CONSEGNE
A. Estrai dal brano sul film il tratto da "Il film apre" fino a "in quattro parti.".
B. In base al brano sul film, rispondi in breve:
(i) In quale stazione scende dal treno Carlo Levi?
(ii) Come si chiama il cane che lo accompagna nelle passeggiate?
(iii) In quante parti si articolava la versione televisiva?

BRANO DI RIFERIMENTO
- - - - -

Un film drammatico, tratto dal romanzo di Levi (1902-1975) del 1945. Nel 1935 il medico-scrittore torinese Carlo Levi, condannato al confino in Lucania dalla dittatura fascista, scortato da due carabinieri, scende dal treno alla stazione di Eboli: “Cristo si è davvero fermato a Eboli, dove la strada e il treno abbandonano la costa di Salerno e il mare, e si addentrano nelle desolate terre di Lucania. Cristo non è mai arrivato qui, né vi è arrivato il tempo, né l’anima individuale, né la speranza, né il legame tra le cause e gli effetti, la ragione e la storia.” Il viaggio prosegue in pullman e poi in automobile. Raggiunto Gagliano, Carlo inizia a fare piccole passeggiate in compagnia del cane Barone e lentamente entra in contatto con l’antica civiltà contadina che finisce per imporgli di esercitare la professione di medico. La sorella Luisa lo raggiunge nel piccolo borgo lucano e insieme si trasferiscono in una casa dove la domestica Giulia si dedica a loro quotidianamente. Carlo comincia a cimentarsi con la pittura, scambia qualche parola con gli abitanti, con il podestà, con il misterioso Don Trajella. La conquista dell’Abissinia gli riconsegnerà la perduta libertà. Tornato a Torino carico di ricordi, Carlo scriverà un libro per ricordare quest’esperienza.
Rosi mette l’accento sulla dimensione antropologica e magica del libro di Levi, ma anche su quella sociale e politica. Una pellicola leggermente raggelata nei paesaggi, troppo lirici o didattici, ma ammirevole per l’intensità e la delicatezza.
Il film apre diversi scenari relativamente ai temi trattati: la “questione meridionale” del dopoguerra, la religione vissuta come superstizione, un mondo desolato e immobile, disperato, ma non privo di luminosità, la vita dei contadini, la lotta scandita dai ritmi della natura. Un film forte, sobrio, impressionante, eloquente, ben interpretato e ben diretto che apre uno spiraglio sulle necessità vitali che provocano le emigrazioni dei lucani e sul senso di emarginazione rispetto “all’altra Italia”. Tutto è mosso dalla tragica percezione di un fenomeno di dissoluzione della terra e, insieme, della vita.
Al film seguì una versione televisiva in quattro parti.
Il film fu presentato fuori concorso al 32° Festival di Cannes, vinse due David di Donatello per il miglior film e il miglior regista, il Gran Premio al Festival di Mosca e il BAFTA 1983 come miglior film straniero.

- - - - -

DATI
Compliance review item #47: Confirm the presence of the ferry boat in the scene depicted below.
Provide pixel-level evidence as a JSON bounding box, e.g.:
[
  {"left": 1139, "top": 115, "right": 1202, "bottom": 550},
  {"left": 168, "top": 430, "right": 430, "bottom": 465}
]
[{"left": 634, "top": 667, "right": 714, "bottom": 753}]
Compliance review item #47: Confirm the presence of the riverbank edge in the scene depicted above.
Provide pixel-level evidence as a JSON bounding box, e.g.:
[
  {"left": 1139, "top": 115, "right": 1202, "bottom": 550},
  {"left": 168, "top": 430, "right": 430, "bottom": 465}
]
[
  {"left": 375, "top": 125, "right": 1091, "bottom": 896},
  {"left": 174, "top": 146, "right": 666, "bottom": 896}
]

- - - - -

RISPOSTE SCRITTE
A.
Il film apre diversi scenari relativamente ai temi trattati: la “questione meridionale” del dopoguerra, la religione vissuta come superstizione, un mondo desolato e immobile, disperato, ma non privo di luminosità, la vita dei contadini, la lotta scandita dai ritmi della natura. Un film forte, sobrio, impressionante, eloquente, ben interpretato e ben diretto che apre uno spiraglio sulle necessità vitali che provocano le emigrazioni dei lucani e sul senso di emarginazione rispetto “all’altra Italia”. Tutto è mosso dalla tragica percezione di un fenomeno di dissoluzione della terra e, insieme, della vita.
Al film seguì una versione televisiva in quattro parti.

B.
(i) Eboli
(ii) Barone
(iii) Quattro